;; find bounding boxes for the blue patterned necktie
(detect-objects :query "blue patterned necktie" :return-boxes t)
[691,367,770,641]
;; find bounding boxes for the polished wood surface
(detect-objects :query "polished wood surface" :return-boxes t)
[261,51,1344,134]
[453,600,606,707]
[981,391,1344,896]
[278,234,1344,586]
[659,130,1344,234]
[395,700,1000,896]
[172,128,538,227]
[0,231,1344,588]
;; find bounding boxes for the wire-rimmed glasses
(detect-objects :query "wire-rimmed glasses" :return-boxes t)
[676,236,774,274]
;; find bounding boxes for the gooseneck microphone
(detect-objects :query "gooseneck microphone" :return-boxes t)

PROBLEM TO SOLVE → Reproduce the records above, substituting "wire-rimmed spectacles" for every occurrence of "wire-rimmed glasses" and leaving everything else unchanged.

FINISHED EXERCISE →
;; find bounding boxes for the blue patterned necktie
(detect-objects :query "blue patterned necktie" :return-boxes t)
[691,367,770,641]
;; find bounding boxes for the polished wood surface
(detect-objects :query "polished wood surface" :return-boxes t)
[261,51,1344,134]
[453,600,606,707]
[981,391,1344,896]
[278,234,1344,586]
[659,130,1344,234]
[395,700,1000,896]
[172,128,538,227]
[0,231,1344,588]
;; find bounding boxes for the wire-rimmed spectacles
(detect-objects :query "wire-rimmed spectacles" :return-boxes t)
[676,236,774,274]
;; find bounding boxes for the gooseneck microphone
(detect-objects :query "gooseneck microphone" :return-boxes t)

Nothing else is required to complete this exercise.